PASSAGE PROVIDED
==========

BARRY: I mean, it's both a substantive error because you take people's estimates more seriously than you should, because you're asking people questions that nobody knows how to answer. You can ask me anything, and I'll give you an answer. But that doesn't mean that the answer means anything. I think it's also morally consequential because it gets people to think about the value of life, the value of well-being in monetary terms. You have a very demanding job, and you're trying to organize an evening of drinking beer with friends, and you know your consulting fee is $300 an hour. So you sit down and you say, is it really worth $900 for me to spend an evening chatting with friends over beer? That's three hours of consulting I could be doing. The problem isn't that you decide that your friends are not worth $900. The problem is using that scale to assess what your friends are worth. I think people think they can resist that; that it is just a shorthand, just a convenience. But I think more and more as you use that scale to be rational in deciding how to allocate your time, you start thinking about all of the things you value in monetary terms, and that really flattens the world we live in in what I think is a pretty destructive way.
SPENCER: What about policymakers? Because some people argue, okay, well, maybe for an individual person, it is destructive thinking in terms of one scale, like money all the time, but policymakers, they're constantly making decisions where, effectively, money is being traded against human lives. Take an example where you could require that every car have tons of safety features that they don't currently have. People would have to pay more money for those cars, but fewer people would die. So effectively, regulation on cars is making a direct trade-off between life.

==========

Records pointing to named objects

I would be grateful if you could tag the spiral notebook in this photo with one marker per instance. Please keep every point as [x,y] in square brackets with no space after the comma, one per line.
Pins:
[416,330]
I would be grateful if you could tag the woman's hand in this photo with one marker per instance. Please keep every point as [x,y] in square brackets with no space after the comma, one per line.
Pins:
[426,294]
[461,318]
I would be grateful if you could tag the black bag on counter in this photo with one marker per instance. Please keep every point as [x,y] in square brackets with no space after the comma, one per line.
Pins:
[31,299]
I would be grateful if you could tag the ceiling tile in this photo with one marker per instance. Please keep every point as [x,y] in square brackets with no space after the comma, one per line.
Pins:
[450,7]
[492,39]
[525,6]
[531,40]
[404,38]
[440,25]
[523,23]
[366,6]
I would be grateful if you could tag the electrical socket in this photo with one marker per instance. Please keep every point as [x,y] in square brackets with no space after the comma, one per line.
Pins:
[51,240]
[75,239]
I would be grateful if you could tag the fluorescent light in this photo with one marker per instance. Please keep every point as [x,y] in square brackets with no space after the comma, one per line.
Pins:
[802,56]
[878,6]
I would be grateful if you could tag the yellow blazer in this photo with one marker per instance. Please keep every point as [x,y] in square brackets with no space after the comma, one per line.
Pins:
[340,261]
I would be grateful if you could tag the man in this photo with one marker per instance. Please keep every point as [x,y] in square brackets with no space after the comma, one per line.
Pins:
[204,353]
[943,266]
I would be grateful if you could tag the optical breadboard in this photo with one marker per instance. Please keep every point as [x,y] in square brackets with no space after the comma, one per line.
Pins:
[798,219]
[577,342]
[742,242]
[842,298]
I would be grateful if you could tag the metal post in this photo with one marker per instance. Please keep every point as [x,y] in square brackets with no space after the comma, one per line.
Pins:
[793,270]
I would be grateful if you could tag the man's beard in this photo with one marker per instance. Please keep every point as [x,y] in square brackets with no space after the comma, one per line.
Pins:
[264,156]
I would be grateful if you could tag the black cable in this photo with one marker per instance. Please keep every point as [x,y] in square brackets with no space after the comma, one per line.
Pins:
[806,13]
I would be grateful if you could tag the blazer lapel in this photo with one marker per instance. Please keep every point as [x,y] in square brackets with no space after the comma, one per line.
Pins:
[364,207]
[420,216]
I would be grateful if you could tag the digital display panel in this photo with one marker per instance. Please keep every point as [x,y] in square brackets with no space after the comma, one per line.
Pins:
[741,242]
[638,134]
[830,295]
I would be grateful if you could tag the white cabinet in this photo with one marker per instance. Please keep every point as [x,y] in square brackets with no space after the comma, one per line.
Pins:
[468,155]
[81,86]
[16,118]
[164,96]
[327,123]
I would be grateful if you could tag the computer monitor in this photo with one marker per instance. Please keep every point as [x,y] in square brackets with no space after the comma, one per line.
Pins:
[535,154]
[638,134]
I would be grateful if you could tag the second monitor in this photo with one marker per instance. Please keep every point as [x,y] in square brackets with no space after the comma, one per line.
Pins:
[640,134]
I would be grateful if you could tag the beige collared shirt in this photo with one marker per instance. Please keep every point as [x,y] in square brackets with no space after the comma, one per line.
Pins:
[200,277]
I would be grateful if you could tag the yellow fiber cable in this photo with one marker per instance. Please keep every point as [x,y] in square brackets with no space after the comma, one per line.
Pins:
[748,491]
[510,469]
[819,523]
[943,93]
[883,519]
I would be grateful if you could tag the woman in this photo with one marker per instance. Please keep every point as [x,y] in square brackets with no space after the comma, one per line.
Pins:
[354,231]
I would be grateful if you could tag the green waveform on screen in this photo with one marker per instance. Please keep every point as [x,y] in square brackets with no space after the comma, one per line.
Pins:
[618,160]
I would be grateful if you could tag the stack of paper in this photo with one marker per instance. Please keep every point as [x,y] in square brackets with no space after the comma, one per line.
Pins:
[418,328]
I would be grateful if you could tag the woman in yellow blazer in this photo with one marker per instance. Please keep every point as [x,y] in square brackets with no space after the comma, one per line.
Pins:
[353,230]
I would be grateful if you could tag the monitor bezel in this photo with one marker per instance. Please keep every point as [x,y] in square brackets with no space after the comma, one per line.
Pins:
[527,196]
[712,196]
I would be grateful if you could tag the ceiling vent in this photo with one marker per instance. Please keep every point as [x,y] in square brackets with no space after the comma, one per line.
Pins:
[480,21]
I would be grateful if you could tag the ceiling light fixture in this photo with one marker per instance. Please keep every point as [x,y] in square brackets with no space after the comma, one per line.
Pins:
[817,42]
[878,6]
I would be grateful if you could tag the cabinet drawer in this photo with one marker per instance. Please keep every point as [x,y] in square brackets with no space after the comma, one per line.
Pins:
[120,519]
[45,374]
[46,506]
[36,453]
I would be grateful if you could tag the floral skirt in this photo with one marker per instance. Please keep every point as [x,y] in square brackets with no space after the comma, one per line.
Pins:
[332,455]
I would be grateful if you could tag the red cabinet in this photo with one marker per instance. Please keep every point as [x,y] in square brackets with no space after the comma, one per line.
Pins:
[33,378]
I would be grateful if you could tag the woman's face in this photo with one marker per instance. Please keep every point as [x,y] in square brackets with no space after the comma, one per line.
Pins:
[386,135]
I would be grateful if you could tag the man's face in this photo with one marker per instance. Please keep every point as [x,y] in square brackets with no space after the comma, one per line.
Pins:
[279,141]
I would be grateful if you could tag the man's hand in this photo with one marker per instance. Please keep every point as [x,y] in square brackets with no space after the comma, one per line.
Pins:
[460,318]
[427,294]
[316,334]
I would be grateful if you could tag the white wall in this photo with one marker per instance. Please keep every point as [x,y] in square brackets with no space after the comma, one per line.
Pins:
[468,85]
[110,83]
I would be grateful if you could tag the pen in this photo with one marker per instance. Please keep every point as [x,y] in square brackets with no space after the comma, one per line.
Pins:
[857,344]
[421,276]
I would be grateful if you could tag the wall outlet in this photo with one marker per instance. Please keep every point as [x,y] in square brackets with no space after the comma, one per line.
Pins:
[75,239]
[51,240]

==========

SHORT PROBLEM A
According to the interview excerpt, what hourly consulting fee appears in Barry's example?
SHORT PROBLEM B
For each statement, state whether it agrees with the interview excerpt, answering yes or no and quoting the deciding words. (i) Barry says the problem is that one decides one's friends are not worth $900. (ii) Spencer's example involves requiring safety features on cars. (iii) Barry says people think they can resist using the monetary scale.
SHORT PROBLEM C
Write a continuation of the interview excerpt, starting after its final sentence.
None of the data is needed here.

TASK ANSWER A
$300 an hour.

TASK ANSWER B
(i) No: "The problem isn't that you decide that your friends are not worth $900."
(ii) Yes: "Take an example where you could require that every car have tons of safety features that they don't currently have."
(iii) Yes: "I think people think they can resist that"

TASK ANSWER C
BARRY: Yeah, that's correct, and I think you have to. You can't avoid it, but at least you should be mindful when you make those trade-offs that what you are doing is a fundamental distortion of how we live. Sometimes the world simply forces you to tell yourself and the world a lie. When you stop realizing that it's a lie, then important distinctions that you normally make in everyday life stop being made. So you're absolutely right. You can't impose regulations on car building that make every car into a Sherman tank so that there will be no lives lost in accidents until we all die from global warming, we have no problem. So you can't do that. So the question is, what's reasonable? And then that leads you to ask, how can I calculate reasonableness? How many lives saved per dollar is a reasonable requirement in the design of car safety? These are hard questions that people ask, and I'm glad that people ask these questions because I would certainly much rather that money be invested in things that are going to be effective than things that are not, and this is a way of assessing their effectiveness compared to each other. But if that's all you do, then the distinction between the value of a life and the value of a car starts to get increasingly less clear. You actually start thinking about the value of lives in terms of what it costs you to preserve them. And I'm trying as hard as I can to resist that — rather than giving it the honorific that this is the rational way to make policy.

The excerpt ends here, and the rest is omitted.